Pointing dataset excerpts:
□ □ □ □
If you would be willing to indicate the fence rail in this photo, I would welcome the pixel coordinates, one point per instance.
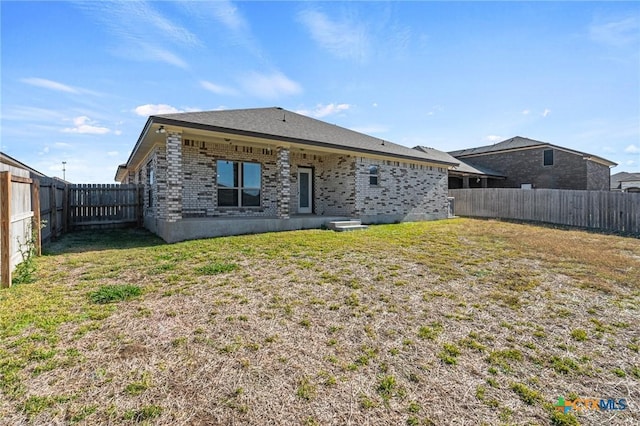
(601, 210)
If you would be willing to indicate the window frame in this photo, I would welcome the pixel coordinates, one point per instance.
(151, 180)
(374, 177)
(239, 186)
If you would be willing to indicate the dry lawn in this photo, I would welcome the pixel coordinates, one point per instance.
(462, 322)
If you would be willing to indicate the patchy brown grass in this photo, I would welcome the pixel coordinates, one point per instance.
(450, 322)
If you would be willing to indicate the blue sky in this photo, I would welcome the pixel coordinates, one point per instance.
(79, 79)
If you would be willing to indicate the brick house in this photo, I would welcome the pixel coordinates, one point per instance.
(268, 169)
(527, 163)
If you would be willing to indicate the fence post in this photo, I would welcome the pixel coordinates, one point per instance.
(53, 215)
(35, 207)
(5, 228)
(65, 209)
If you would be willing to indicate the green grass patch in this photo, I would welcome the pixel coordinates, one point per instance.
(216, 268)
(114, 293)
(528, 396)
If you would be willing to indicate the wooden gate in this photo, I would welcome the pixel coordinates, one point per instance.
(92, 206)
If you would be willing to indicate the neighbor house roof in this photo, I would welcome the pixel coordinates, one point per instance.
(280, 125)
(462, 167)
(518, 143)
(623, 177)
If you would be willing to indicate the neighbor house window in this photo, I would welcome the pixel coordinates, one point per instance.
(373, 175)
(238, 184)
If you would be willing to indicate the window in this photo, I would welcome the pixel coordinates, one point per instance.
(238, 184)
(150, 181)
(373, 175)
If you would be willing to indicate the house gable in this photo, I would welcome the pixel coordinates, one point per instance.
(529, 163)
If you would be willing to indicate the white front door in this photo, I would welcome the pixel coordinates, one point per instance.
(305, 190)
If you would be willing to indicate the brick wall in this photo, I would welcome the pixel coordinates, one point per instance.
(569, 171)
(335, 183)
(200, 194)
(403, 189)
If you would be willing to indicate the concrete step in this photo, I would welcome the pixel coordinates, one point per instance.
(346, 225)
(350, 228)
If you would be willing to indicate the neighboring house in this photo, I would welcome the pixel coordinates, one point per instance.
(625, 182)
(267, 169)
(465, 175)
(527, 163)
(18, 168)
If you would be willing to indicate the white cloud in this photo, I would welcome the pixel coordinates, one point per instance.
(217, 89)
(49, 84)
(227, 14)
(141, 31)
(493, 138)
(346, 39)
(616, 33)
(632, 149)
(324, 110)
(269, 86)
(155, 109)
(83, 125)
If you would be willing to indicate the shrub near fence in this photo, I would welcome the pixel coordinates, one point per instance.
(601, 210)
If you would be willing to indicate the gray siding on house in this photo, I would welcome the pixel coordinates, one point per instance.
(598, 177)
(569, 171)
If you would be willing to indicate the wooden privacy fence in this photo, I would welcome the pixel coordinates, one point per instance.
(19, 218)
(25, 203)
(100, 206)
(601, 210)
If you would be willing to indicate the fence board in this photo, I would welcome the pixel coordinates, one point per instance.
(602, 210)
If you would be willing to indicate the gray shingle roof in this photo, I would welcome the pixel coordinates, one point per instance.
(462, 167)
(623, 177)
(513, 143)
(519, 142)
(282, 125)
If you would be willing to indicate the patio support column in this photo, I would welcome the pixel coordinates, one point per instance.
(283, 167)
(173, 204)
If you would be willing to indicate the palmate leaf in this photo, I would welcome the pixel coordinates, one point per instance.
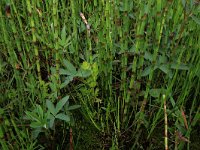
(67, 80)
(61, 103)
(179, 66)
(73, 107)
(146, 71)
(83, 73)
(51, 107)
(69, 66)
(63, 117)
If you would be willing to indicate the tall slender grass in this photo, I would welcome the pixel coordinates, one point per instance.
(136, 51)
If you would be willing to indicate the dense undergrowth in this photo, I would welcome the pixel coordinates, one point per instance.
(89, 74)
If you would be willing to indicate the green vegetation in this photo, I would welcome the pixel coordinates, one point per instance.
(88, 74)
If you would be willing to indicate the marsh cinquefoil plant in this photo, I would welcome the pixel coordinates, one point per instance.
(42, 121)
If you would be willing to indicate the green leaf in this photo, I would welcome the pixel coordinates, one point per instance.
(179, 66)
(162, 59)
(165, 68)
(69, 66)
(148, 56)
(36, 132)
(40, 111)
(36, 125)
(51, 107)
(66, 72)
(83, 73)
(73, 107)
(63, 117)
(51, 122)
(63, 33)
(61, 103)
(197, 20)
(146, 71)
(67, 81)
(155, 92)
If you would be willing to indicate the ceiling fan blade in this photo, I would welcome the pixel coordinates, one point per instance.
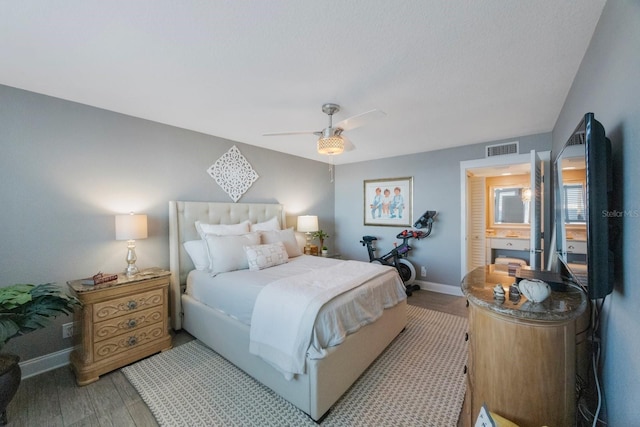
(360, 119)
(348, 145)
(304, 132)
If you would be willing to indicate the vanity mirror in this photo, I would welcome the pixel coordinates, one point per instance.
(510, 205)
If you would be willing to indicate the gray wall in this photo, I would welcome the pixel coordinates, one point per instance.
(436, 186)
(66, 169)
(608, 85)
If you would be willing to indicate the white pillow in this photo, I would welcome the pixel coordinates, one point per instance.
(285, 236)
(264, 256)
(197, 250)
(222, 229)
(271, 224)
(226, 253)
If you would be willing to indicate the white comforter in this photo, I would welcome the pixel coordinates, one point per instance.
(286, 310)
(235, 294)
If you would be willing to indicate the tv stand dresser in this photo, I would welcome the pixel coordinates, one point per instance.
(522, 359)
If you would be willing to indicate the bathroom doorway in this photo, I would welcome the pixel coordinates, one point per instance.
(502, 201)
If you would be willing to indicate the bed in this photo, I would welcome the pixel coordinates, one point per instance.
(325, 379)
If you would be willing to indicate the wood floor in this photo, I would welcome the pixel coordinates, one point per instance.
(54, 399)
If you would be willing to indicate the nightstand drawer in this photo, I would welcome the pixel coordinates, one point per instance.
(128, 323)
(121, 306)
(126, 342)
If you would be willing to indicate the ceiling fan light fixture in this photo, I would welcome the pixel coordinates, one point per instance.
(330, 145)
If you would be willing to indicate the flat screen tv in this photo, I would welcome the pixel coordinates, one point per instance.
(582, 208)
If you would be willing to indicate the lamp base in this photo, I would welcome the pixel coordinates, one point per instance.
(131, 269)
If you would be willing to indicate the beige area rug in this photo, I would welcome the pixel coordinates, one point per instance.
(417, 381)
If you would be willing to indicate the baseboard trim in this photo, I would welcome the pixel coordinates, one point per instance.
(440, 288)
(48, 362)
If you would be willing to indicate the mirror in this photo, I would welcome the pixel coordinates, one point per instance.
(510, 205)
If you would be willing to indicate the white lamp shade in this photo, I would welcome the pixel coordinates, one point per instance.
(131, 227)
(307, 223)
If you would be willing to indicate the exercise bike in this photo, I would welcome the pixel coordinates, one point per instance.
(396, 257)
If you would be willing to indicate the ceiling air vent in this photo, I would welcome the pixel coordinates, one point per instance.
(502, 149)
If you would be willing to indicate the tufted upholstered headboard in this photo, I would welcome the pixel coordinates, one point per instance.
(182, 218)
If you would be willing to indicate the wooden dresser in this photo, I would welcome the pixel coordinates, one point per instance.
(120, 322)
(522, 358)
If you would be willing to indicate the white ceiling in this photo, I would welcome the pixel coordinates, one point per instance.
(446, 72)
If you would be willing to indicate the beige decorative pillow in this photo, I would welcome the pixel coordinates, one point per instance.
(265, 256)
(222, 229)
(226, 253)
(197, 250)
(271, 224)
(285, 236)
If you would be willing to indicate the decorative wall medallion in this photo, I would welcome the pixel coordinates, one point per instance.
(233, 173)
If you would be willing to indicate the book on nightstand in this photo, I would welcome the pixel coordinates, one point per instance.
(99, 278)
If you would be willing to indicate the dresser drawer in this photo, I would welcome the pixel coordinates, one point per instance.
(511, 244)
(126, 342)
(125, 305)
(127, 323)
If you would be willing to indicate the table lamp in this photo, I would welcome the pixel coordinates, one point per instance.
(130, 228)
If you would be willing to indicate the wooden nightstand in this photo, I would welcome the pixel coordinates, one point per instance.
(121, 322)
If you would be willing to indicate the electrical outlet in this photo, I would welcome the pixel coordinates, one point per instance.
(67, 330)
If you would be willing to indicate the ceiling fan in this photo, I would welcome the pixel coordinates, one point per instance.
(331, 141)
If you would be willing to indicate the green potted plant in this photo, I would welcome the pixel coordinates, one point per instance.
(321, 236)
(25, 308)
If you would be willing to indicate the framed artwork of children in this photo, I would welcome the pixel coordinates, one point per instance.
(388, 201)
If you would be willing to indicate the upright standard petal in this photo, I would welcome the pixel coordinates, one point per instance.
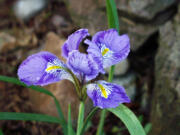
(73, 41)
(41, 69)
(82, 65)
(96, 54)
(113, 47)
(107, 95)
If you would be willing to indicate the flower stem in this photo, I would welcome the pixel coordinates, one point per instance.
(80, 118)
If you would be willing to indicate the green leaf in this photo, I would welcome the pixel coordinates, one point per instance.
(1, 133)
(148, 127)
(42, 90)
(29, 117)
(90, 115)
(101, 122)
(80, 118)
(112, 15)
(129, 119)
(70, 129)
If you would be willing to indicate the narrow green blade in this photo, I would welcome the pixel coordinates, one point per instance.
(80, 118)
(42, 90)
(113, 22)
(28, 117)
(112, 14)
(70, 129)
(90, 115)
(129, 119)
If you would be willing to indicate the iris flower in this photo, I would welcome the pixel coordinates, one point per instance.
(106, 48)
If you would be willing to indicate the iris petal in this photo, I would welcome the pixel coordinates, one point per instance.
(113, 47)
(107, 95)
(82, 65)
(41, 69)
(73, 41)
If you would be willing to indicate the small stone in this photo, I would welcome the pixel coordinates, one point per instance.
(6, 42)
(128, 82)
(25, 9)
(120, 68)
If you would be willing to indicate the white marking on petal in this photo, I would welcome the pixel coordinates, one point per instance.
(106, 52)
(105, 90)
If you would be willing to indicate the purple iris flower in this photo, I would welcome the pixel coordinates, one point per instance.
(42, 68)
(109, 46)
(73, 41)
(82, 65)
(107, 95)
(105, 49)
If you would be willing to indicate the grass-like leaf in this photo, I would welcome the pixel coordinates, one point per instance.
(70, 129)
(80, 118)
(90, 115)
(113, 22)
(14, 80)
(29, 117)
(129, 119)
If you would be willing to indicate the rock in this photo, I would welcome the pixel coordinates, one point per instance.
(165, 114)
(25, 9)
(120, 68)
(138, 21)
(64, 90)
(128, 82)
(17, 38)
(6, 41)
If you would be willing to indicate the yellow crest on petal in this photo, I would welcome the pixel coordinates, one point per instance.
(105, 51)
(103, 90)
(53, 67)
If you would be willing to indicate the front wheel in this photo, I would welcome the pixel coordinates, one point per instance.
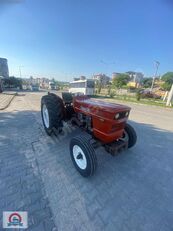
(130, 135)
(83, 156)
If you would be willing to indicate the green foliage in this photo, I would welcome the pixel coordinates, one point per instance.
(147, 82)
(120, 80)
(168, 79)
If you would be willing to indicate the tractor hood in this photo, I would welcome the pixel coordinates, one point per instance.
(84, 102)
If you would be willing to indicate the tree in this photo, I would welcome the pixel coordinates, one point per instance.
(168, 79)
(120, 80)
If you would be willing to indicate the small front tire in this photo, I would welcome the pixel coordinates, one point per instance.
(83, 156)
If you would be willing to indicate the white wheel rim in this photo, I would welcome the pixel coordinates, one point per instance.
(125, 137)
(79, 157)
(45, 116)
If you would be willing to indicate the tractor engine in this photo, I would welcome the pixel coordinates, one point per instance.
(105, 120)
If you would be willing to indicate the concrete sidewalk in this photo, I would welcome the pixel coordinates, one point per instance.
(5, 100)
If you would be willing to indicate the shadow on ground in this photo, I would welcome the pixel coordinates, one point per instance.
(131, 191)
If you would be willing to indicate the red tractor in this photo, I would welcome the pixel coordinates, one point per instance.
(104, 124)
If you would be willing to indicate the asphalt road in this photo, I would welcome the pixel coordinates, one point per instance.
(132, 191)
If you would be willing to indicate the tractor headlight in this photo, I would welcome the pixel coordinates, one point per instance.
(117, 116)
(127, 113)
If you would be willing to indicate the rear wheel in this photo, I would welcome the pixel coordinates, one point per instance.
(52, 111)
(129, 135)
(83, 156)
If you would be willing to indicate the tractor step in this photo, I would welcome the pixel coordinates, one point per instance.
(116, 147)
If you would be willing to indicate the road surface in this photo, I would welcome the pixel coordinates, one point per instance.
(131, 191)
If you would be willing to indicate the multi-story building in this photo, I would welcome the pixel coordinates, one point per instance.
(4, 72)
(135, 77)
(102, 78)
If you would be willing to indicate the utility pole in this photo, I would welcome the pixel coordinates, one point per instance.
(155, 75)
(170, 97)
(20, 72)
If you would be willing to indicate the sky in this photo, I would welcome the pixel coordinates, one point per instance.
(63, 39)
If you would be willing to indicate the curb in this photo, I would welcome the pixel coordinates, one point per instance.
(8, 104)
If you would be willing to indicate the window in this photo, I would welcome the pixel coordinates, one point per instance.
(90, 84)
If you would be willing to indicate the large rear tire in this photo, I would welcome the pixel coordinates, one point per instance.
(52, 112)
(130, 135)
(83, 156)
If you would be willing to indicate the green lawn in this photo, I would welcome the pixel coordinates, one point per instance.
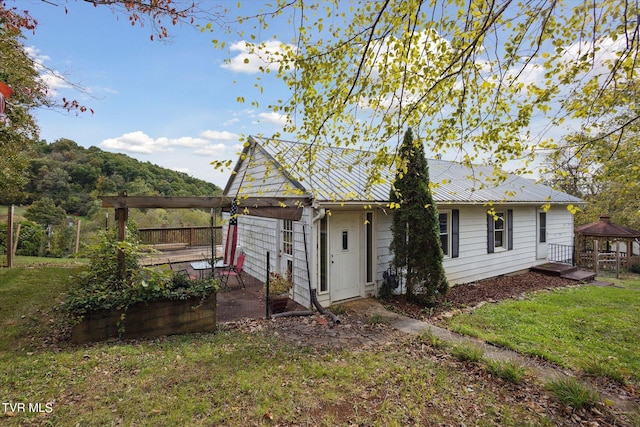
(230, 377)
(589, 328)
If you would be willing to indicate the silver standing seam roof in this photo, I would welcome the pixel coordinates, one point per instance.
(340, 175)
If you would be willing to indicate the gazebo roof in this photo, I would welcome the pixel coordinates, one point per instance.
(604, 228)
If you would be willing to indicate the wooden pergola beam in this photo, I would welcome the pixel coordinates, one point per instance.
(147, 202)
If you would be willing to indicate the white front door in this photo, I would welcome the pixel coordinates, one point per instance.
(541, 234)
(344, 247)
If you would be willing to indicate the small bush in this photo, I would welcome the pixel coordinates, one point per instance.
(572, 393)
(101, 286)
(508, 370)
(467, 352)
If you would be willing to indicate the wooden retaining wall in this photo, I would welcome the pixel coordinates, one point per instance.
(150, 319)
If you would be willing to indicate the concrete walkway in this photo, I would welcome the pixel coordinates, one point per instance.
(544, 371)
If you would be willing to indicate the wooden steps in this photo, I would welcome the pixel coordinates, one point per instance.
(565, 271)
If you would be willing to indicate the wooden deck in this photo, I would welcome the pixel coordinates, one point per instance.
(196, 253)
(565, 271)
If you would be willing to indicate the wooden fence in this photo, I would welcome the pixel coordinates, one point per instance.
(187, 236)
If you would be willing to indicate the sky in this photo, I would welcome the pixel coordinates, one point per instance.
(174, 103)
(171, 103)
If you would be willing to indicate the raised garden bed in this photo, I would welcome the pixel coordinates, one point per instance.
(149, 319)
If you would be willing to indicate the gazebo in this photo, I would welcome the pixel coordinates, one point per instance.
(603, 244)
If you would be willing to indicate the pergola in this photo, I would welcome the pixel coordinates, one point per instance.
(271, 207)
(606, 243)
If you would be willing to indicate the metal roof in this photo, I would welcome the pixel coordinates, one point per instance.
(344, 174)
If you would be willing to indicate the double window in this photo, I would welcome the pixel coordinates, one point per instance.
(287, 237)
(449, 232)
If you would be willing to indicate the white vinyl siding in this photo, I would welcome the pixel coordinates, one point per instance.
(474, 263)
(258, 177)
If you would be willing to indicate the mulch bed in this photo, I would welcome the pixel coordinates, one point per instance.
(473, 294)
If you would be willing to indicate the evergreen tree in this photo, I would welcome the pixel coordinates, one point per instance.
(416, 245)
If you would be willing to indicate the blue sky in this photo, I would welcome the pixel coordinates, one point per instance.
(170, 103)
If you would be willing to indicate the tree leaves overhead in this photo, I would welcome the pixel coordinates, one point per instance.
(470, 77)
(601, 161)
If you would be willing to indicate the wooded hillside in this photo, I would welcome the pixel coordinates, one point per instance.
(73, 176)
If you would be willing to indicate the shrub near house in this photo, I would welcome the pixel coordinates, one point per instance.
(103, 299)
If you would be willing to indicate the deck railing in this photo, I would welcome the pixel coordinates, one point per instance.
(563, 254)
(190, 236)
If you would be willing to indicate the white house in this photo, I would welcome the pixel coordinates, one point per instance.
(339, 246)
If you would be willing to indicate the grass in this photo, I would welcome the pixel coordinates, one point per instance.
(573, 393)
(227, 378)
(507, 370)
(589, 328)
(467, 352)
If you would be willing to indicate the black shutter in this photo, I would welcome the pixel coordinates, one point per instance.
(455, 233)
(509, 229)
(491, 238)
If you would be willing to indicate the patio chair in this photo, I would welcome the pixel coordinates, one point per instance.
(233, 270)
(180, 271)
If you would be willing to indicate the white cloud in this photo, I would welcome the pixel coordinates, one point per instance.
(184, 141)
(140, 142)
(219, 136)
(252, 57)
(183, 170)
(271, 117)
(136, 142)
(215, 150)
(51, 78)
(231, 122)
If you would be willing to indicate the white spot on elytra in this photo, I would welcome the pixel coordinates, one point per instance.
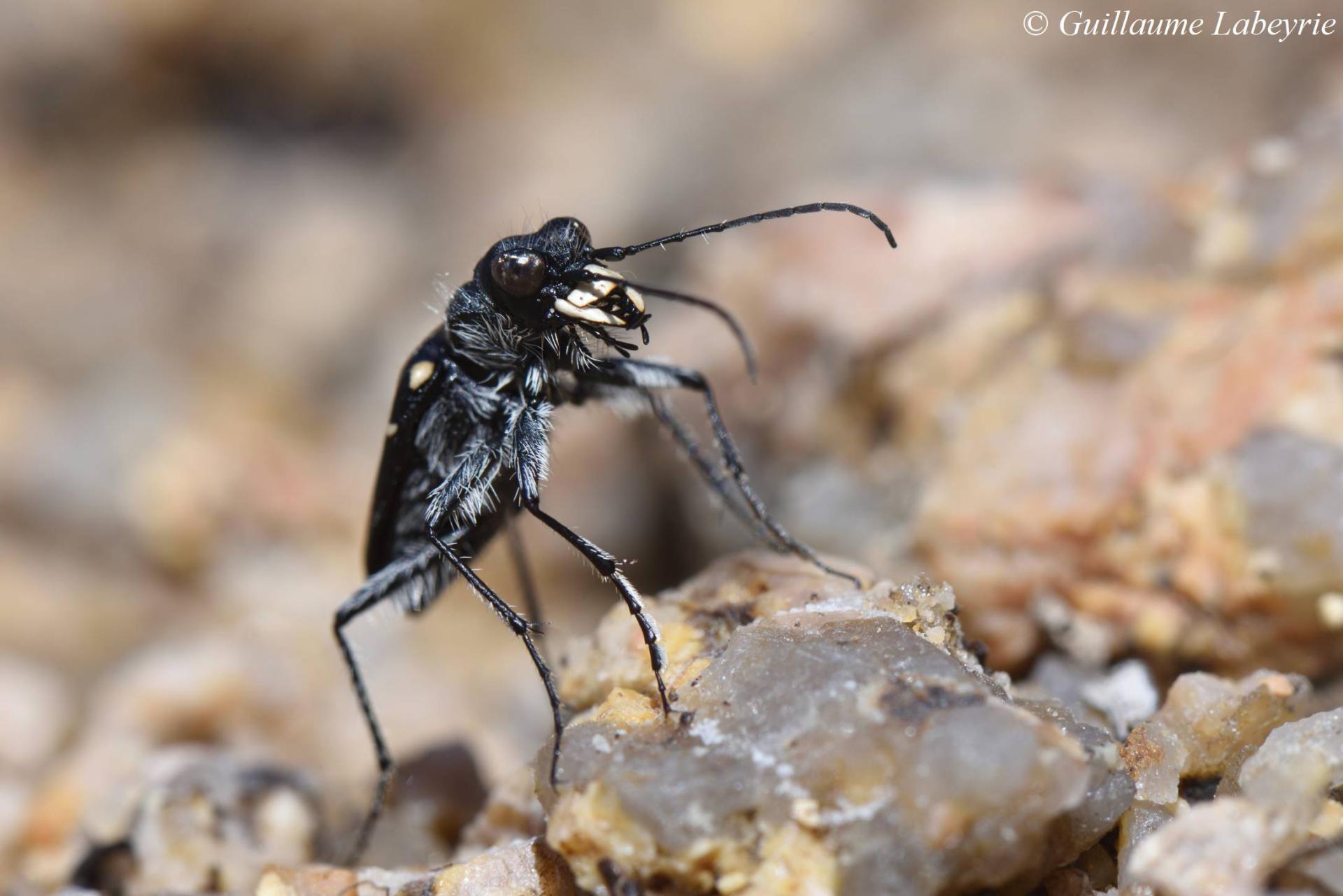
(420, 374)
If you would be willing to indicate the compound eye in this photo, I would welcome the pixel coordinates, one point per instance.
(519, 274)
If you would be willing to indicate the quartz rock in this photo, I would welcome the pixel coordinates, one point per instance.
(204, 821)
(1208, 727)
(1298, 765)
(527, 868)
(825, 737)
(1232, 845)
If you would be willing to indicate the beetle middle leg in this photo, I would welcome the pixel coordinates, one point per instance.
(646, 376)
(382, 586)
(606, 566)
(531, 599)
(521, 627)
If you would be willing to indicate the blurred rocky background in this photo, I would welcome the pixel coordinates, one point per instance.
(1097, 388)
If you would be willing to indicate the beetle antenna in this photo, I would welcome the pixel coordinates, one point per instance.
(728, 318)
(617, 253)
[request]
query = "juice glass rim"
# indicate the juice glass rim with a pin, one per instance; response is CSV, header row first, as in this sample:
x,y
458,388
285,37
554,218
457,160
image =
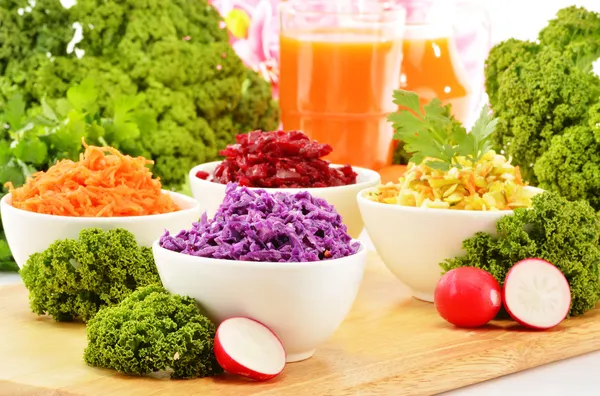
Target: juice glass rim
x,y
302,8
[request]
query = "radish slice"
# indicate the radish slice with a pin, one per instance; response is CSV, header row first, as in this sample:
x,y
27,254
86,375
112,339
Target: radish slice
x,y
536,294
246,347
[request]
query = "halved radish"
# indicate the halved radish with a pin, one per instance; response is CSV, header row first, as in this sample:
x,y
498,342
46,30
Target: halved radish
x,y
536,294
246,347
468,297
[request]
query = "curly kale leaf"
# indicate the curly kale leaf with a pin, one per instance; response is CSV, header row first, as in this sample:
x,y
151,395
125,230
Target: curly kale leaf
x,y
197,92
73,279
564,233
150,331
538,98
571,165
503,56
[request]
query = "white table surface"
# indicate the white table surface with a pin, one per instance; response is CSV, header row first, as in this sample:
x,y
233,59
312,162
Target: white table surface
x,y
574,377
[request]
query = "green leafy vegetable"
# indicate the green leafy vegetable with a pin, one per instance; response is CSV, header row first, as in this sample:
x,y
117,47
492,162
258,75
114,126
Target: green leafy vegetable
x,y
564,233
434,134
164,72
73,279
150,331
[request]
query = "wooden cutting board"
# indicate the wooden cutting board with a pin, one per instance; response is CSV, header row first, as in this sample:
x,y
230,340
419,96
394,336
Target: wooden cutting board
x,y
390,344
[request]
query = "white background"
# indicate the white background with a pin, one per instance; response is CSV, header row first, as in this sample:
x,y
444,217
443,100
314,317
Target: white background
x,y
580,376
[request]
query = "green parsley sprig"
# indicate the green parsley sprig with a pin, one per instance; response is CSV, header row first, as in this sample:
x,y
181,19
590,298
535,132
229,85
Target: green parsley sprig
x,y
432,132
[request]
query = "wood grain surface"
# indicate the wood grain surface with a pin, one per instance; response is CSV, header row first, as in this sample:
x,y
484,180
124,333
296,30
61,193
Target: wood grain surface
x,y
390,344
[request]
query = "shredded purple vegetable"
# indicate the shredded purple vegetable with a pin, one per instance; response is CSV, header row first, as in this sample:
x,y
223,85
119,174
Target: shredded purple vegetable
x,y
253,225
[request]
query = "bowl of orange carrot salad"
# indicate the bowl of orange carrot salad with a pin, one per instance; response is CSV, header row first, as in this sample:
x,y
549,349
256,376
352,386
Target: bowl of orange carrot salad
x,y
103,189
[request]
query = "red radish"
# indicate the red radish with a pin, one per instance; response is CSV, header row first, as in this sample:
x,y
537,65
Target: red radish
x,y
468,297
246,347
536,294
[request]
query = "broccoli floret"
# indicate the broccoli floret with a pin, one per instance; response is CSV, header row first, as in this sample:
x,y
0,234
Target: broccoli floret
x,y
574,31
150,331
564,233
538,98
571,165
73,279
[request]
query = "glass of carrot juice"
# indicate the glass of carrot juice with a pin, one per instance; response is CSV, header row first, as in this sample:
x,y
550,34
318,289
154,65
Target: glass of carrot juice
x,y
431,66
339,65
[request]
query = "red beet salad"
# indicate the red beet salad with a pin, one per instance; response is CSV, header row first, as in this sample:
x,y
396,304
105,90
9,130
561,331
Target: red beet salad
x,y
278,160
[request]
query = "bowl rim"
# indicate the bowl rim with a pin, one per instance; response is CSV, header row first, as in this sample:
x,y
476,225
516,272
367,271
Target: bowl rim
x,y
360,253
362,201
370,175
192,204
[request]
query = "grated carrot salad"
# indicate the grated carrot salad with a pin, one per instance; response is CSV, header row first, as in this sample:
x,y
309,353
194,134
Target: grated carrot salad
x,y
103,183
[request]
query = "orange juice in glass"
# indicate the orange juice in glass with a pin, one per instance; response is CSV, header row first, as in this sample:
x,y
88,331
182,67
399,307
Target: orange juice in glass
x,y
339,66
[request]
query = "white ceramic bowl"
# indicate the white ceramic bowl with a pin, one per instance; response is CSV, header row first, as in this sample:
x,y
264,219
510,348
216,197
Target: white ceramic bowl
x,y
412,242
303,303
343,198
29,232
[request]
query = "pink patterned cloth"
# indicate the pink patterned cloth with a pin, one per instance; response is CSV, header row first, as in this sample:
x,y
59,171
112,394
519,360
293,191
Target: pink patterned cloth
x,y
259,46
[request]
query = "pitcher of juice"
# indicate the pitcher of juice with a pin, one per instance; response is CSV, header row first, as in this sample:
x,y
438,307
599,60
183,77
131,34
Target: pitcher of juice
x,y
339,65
□ □ □ □
*Task prompt*: Count the lines in the records above that contain the word "leafy", and give only that number.

*Exercise solution*: 3